Recorded data:

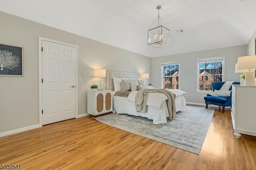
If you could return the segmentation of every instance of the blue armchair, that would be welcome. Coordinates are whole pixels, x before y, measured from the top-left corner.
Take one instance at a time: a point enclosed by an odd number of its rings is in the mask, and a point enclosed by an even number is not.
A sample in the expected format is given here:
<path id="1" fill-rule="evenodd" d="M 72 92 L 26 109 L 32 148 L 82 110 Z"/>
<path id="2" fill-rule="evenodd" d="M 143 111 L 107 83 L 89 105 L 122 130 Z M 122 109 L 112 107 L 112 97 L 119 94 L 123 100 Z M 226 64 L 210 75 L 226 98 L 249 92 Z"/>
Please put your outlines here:
<path id="1" fill-rule="evenodd" d="M 213 92 L 215 90 L 220 90 L 225 82 L 212 82 L 212 86 Z M 239 82 L 234 82 L 232 84 L 240 84 Z M 231 90 L 232 87 L 229 89 L 229 90 Z M 231 106 L 231 93 L 230 96 L 226 97 L 220 97 L 212 96 L 210 94 L 207 94 L 206 96 L 204 97 L 204 101 L 205 102 L 205 108 L 208 108 L 208 104 L 213 104 L 219 106 L 219 110 L 220 110 L 220 106 L 222 107 L 222 113 L 224 113 L 224 109 L 226 106 Z"/>

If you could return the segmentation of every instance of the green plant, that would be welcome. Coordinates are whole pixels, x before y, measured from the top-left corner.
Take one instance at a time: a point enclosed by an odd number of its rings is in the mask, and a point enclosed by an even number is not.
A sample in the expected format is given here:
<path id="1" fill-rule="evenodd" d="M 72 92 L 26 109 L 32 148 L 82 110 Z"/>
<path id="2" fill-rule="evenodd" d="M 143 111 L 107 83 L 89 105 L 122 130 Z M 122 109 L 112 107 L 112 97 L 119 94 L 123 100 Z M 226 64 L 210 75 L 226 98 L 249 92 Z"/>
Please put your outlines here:
<path id="1" fill-rule="evenodd" d="M 240 78 L 242 78 L 243 79 L 245 79 L 245 74 L 241 74 L 240 75 Z"/>
<path id="2" fill-rule="evenodd" d="M 98 88 L 98 85 L 97 84 L 92 84 L 91 86 L 91 89 L 93 88 Z"/>

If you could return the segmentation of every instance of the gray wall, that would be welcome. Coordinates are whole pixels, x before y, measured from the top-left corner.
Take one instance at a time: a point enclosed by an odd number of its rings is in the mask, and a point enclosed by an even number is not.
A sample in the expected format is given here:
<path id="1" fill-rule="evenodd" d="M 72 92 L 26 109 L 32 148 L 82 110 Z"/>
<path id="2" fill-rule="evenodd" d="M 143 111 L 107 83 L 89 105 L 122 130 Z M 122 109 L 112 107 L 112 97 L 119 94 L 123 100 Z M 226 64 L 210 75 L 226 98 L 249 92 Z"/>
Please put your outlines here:
<path id="1" fill-rule="evenodd" d="M 38 37 L 78 45 L 78 114 L 87 112 L 86 92 L 99 83 L 94 68 L 150 72 L 148 57 L 2 12 L 0 23 L 0 43 L 24 49 L 24 76 L 0 76 L 0 133 L 39 123 Z"/>
<path id="2" fill-rule="evenodd" d="M 255 54 L 255 39 L 256 39 L 256 30 L 247 44 L 247 55 L 256 55 Z"/>
<path id="3" fill-rule="evenodd" d="M 239 57 L 246 55 L 246 45 L 180 54 L 151 59 L 151 82 L 155 88 L 161 87 L 161 63 L 180 60 L 180 89 L 187 94 L 187 102 L 204 103 L 205 93 L 196 92 L 196 59 L 225 56 L 225 80 L 240 81 L 238 73 L 235 73 L 235 66 Z"/>

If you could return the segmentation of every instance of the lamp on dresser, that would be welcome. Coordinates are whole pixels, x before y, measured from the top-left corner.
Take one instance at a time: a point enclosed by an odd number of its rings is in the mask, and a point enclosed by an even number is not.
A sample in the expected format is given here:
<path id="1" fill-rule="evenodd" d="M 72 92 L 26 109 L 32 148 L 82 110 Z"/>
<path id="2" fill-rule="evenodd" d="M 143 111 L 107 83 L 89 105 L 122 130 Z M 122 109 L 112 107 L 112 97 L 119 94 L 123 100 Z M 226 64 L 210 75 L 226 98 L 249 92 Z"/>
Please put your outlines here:
<path id="1" fill-rule="evenodd" d="M 248 71 L 247 70 L 238 70 L 237 69 L 237 64 L 236 64 L 236 69 L 235 70 L 235 73 L 243 73 L 243 74 L 241 74 L 240 75 L 240 86 L 244 86 L 244 78 L 242 78 L 242 75 L 244 76 L 244 72 L 246 71 Z M 254 72 L 254 70 L 251 70 L 250 72 Z"/>
<path id="2" fill-rule="evenodd" d="M 245 73 L 245 86 L 255 86 L 254 70 L 256 70 L 256 55 L 238 57 L 236 70 Z"/>
<path id="3" fill-rule="evenodd" d="M 95 75 L 96 77 L 100 78 L 100 90 L 101 90 L 101 82 L 102 81 L 102 78 L 106 77 L 106 70 L 104 69 L 96 69 L 95 70 Z"/>
<path id="4" fill-rule="evenodd" d="M 149 77 L 149 74 L 148 73 L 140 73 L 139 75 L 140 78 L 143 79 L 144 80 L 144 84 L 148 84 L 147 79 Z"/>

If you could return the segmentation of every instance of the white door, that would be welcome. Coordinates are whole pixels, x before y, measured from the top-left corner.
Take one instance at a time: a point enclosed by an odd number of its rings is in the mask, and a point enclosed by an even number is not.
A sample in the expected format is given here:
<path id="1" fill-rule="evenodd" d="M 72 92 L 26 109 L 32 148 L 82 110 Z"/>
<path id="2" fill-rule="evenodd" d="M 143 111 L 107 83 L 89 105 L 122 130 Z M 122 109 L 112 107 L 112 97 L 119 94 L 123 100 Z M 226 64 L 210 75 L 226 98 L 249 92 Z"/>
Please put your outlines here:
<path id="1" fill-rule="evenodd" d="M 42 41 L 42 124 L 76 117 L 76 48 Z"/>

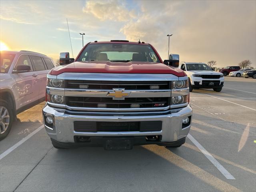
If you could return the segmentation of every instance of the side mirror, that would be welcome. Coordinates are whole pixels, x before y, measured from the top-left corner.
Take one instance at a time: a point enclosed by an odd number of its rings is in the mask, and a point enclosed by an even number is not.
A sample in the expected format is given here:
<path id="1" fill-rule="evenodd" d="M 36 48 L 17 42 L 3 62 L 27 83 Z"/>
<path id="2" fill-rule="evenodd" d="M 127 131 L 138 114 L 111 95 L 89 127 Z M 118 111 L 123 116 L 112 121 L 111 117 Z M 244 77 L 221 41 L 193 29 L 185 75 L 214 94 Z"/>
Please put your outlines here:
<path id="1" fill-rule="evenodd" d="M 175 67 L 178 67 L 179 63 L 180 55 L 178 54 L 170 54 L 169 60 L 164 61 L 164 64 Z"/>
<path id="2" fill-rule="evenodd" d="M 63 52 L 60 53 L 60 65 L 69 64 L 75 60 L 74 58 L 69 58 L 68 52 Z"/>
<path id="3" fill-rule="evenodd" d="M 31 70 L 31 68 L 29 65 L 20 65 L 16 67 L 16 70 L 13 71 L 13 73 L 21 73 L 29 72 Z"/>

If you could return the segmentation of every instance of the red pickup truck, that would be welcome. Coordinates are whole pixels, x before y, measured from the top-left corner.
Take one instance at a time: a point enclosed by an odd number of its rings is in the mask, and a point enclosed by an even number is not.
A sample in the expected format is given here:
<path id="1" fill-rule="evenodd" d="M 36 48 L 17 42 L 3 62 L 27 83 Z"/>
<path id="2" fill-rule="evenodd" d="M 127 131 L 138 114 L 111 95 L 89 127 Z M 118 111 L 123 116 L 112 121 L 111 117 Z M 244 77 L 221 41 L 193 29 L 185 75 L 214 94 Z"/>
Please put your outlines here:
<path id="1" fill-rule="evenodd" d="M 75 60 L 69 55 L 47 75 L 43 116 L 54 147 L 185 142 L 192 109 L 188 77 L 172 66 L 178 55 L 163 62 L 150 44 L 127 40 L 96 41 Z"/>

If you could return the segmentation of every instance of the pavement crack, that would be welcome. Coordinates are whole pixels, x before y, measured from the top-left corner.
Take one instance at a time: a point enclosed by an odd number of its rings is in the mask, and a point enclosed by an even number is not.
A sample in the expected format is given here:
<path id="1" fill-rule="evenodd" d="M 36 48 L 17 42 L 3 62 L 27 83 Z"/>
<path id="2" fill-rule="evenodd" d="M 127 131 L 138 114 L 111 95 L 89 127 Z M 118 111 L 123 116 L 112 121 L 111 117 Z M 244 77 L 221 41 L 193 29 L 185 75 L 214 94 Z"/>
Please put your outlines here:
<path id="1" fill-rule="evenodd" d="M 27 175 L 26 176 L 26 177 L 25 177 L 25 178 L 22 180 L 21 181 L 21 182 L 18 185 L 18 186 L 17 186 L 17 187 L 16 187 L 16 188 L 15 188 L 14 189 L 14 190 L 12 191 L 12 192 L 14 192 L 20 186 L 21 184 L 23 182 L 23 181 L 24 181 L 25 180 L 28 176 L 31 173 L 31 172 L 34 170 L 34 169 L 35 169 L 35 168 L 36 168 L 36 167 L 38 165 L 38 164 L 39 164 L 39 163 L 40 163 L 40 162 L 42 161 L 42 160 L 43 159 L 44 159 L 44 158 L 46 157 L 46 155 L 47 155 L 47 154 L 50 152 L 51 151 L 51 150 L 52 150 L 52 148 L 53 148 L 53 146 L 45 154 L 42 158 L 42 159 L 41 159 L 36 164 L 36 166 L 32 169 L 32 170 L 30 171 L 29 172 L 28 174 L 27 174 Z"/>

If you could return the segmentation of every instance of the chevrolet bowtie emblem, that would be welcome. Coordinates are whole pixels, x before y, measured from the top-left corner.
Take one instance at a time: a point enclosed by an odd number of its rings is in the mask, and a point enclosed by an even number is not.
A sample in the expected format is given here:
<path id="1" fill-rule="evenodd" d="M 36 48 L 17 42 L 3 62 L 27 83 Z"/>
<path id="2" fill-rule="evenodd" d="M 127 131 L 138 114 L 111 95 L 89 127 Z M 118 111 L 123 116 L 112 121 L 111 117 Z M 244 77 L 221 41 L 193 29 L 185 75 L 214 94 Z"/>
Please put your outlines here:
<path id="1" fill-rule="evenodd" d="M 130 96 L 131 92 L 124 91 L 124 89 L 113 89 L 107 94 L 107 97 L 113 97 L 113 100 L 124 100 L 124 98 Z"/>

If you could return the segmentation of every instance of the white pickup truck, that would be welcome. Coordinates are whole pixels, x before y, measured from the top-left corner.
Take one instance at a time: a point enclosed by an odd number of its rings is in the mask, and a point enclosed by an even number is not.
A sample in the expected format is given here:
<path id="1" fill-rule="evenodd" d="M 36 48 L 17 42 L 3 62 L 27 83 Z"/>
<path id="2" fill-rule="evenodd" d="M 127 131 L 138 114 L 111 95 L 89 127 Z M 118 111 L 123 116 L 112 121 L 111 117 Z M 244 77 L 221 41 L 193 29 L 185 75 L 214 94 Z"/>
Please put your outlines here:
<path id="1" fill-rule="evenodd" d="M 193 89 L 213 89 L 221 91 L 224 84 L 223 74 L 213 71 L 204 63 L 180 62 L 179 68 L 184 71 L 188 77 L 189 91 Z"/>

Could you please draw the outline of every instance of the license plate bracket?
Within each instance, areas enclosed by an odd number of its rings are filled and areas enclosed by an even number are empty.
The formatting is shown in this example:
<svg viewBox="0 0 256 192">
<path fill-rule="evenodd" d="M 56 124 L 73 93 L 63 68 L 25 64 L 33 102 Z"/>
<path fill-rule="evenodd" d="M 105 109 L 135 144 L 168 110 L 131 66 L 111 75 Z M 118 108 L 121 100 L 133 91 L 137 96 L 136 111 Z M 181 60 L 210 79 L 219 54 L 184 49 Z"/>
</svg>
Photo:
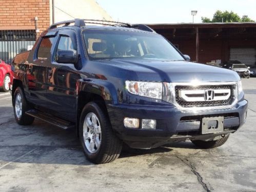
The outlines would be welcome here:
<svg viewBox="0 0 256 192">
<path fill-rule="evenodd" d="M 224 117 L 204 117 L 202 119 L 202 134 L 207 134 L 224 131 Z"/>
</svg>

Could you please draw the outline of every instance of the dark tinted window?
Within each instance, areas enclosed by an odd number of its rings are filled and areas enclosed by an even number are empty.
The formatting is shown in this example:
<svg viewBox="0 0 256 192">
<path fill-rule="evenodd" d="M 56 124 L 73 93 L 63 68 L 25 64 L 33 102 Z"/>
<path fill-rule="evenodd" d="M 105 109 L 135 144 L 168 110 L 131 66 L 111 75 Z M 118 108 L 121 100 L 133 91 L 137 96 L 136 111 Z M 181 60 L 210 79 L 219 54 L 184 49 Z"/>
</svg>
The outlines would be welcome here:
<svg viewBox="0 0 256 192">
<path fill-rule="evenodd" d="M 41 41 L 37 51 L 37 58 L 46 60 L 51 57 L 51 48 L 54 37 L 44 37 Z"/>
<path fill-rule="evenodd" d="M 76 52 L 75 42 L 68 36 L 61 36 L 58 41 L 57 51 L 73 51 Z"/>
</svg>

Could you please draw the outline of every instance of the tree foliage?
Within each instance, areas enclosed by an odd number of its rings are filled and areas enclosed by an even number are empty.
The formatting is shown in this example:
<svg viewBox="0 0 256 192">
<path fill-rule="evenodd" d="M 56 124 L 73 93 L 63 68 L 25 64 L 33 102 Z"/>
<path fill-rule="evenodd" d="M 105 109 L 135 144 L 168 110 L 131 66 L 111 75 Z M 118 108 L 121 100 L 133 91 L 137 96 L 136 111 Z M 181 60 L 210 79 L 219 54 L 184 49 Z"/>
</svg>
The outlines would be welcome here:
<svg viewBox="0 0 256 192">
<path fill-rule="evenodd" d="M 232 22 L 254 22 L 248 17 L 248 15 L 244 15 L 241 18 L 238 14 L 233 11 L 221 11 L 218 10 L 213 15 L 212 19 L 208 17 L 202 17 L 203 23 L 232 23 Z"/>
</svg>

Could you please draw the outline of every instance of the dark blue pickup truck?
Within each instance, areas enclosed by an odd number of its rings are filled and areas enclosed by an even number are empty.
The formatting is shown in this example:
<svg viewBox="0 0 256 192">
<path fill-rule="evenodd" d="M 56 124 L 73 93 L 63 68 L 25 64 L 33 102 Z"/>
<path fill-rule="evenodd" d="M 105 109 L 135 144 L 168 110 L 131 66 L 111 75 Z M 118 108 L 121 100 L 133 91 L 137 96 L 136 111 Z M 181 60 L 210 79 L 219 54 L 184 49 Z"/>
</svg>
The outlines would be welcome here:
<svg viewBox="0 0 256 192">
<path fill-rule="evenodd" d="M 143 25 L 54 24 L 15 57 L 12 69 L 17 122 L 36 118 L 74 127 L 95 163 L 116 159 L 123 142 L 150 148 L 189 140 L 218 147 L 246 119 L 237 73 L 190 62 Z"/>
</svg>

EXERCISE: Convert everything from the line containing "white door, that" down to the line containing "31 70 L 31 68" into a Markdown table with the columns Number and Record line, numbering the rows and skipping blank lines. Leave the pictures out.

REPLY:
| Number | Record line |
|---|---|
| 1 | If you could return the segmentation of every instance of the white door, that would be welcome. Coordinates are whole pixels, x before y, measured from the top-left corner. |
| 2 | Take one instance at a time: a point enclosed by an odd number of its rings is in the mask, and a point enclosed by an even number is not. |
| 3 | A sample in the expected format is given here: |
| 4 | <path id="1" fill-rule="evenodd" d="M 72 92 L 26 109 L 32 148 L 82 110 Z"/> |
| 5 | <path id="2" fill-rule="evenodd" d="M 143 111 L 107 83 L 89 105 L 122 130 Z M 122 109 L 112 107 L 112 97 L 119 94 L 123 100 Z M 226 64 L 210 75 L 226 98 L 249 92 Z"/> |
| 6 | Please put your outlines here: |
| 7 | <path id="1" fill-rule="evenodd" d="M 42 41 L 42 124 L 76 117 L 76 48 Z"/> |
| 8 | If you could return the segmentation of every instance of the side mirror, that would be welcome. Coordinates are whole pixels, x before y, measured from the top-left corner. |
| 9 | Take one instance at a time: a point enclosed by an odd number of its rings is in the mask, and a point enclosed by an even number is not. |
| 10 | A sample in the expected format is given here: |
| 11 | <path id="1" fill-rule="evenodd" d="M 36 48 L 17 42 L 3 62 L 27 83 Z"/> |
| 12 | <path id="2" fill-rule="evenodd" d="M 127 131 L 138 114 L 111 95 L 89 127 Z M 118 111 L 123 116 L 112 121 L 111 117 Z M 244 77 L 221 41 L 193 29 L 185 75 L 214 94 Z"/> |
| 13 | Please put your outlines here: |
| 14 | <path id="1" fill-rule="evenodd" d="M 175 67 L 178 67 L 179 63 L 180 55 L 178 54 L 170 54 L 169 60 L 164 61 L 164 64 Z"/> |
| 15 | <path id="2" fill-rule="evenodd" d="M 63 52 L 60 53 L 60 65 L 69 64 L 75 60 L 74 58 L 69 58 L 68 52 Z"/> |
| 16 | <path id="3" fill-rule="evenodd" d="M 31 70 L 31 68 L 29 65 L 20 65 L 16 67 L 16 70 L 13 71 L 13 73 L 21 73 L 29 72 Z"/> |